= Source text =
◆ ◆ ◆ ◆ ◆ ◆ ◆
Since it's very difficult, if not impossible, to guarantee the atomicity of any
action in a distributed system like Riak, you are very limited in your options.
1) Use an RDBMS. Since you're here, I'm guessing that you're already using Riak
or else that Riak has qualities that you want for your application.
2) As Alex suggests, you can implement this in your application. This could
also be difficult: the application must be aware of activity going on with
objects in your database AND be able to roll them back. In pseudocode you'd do
this:
orig = Riak.get('whatevs')
child = new Child(orig)
if Riak.put(child)
if !Riak.link(orig, child)
Riak.delete(child)
// error up the stack
else
// we don't care, the child didn't save. error up the stack
This is probably naive and is definitely tedious, even if you do implement your
own application layer to handle read/write operations.
3) Pre-Commit hooks. I don't recall if you are allowed to modify other keys in
a pre-commit hook, nor do I recall if it's a horrible idea, but it's always
something you can look into.
◆ ◆ ◆ ◆ ◆ ◆ ◆
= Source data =
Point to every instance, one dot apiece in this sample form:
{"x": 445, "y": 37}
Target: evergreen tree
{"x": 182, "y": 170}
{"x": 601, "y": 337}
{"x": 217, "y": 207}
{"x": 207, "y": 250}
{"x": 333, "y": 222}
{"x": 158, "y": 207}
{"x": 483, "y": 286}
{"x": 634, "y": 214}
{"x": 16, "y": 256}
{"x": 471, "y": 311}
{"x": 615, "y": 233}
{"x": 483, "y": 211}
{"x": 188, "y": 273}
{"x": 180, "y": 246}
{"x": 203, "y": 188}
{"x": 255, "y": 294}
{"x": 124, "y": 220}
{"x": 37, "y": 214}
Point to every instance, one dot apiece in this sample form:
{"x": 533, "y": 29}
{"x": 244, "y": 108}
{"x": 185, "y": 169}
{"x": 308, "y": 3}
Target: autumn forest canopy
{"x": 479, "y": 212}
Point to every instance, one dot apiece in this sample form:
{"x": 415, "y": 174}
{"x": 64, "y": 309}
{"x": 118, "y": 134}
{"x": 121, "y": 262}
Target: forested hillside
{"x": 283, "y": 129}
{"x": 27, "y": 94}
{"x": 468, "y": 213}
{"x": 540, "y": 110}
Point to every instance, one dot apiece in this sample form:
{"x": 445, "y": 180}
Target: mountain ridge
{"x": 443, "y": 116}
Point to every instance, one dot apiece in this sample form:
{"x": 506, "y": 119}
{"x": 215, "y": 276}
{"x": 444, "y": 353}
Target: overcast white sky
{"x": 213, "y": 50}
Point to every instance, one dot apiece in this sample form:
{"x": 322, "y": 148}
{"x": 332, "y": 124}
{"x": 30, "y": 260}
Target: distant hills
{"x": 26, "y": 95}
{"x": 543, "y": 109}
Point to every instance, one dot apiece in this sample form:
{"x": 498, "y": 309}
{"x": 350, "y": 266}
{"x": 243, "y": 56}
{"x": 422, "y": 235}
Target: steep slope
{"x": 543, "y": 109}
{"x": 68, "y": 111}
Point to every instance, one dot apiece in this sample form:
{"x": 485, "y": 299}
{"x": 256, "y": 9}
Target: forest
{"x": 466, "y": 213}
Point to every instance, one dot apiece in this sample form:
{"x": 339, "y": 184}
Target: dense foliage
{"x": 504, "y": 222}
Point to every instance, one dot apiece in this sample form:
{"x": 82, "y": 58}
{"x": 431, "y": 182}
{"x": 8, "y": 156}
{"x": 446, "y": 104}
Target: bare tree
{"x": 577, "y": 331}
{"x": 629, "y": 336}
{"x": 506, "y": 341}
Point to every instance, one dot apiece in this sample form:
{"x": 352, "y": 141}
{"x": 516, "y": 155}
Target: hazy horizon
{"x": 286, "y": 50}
◆ ◆ ◆ ◆ ◆ ◆ ◆
= Required tasks =
1) From the Riak text, write out the passage starting with "1) Use an RDBMS." and going on through "if Riak.put(child)".
2) Answer these from the Riak text:
(a) What is the first option listed?
(b) Who suggests implementing this in the application?
(c) What kind of hooks does the third option name?
Nothing in the source data is needed.

= Solved problems =
1)
1) Use an RDBMS. Since you're here, I'm guessing that you're already using Riak
or else that Riak has qualities that you want for your application.
2) As Alex suggests, you can implement this in your application. This could
also be difficult: the application must be aware of activity going on with
objects in your database AND be able to roll them back. In pseudocode you'd do
this:
orig = Riak.get('whatevs')
child = new Child(orig)
if Riak.put(child)

2)
(a) Use an RDBMS.
(b) Alex.
(c) Pre-Commit hooks.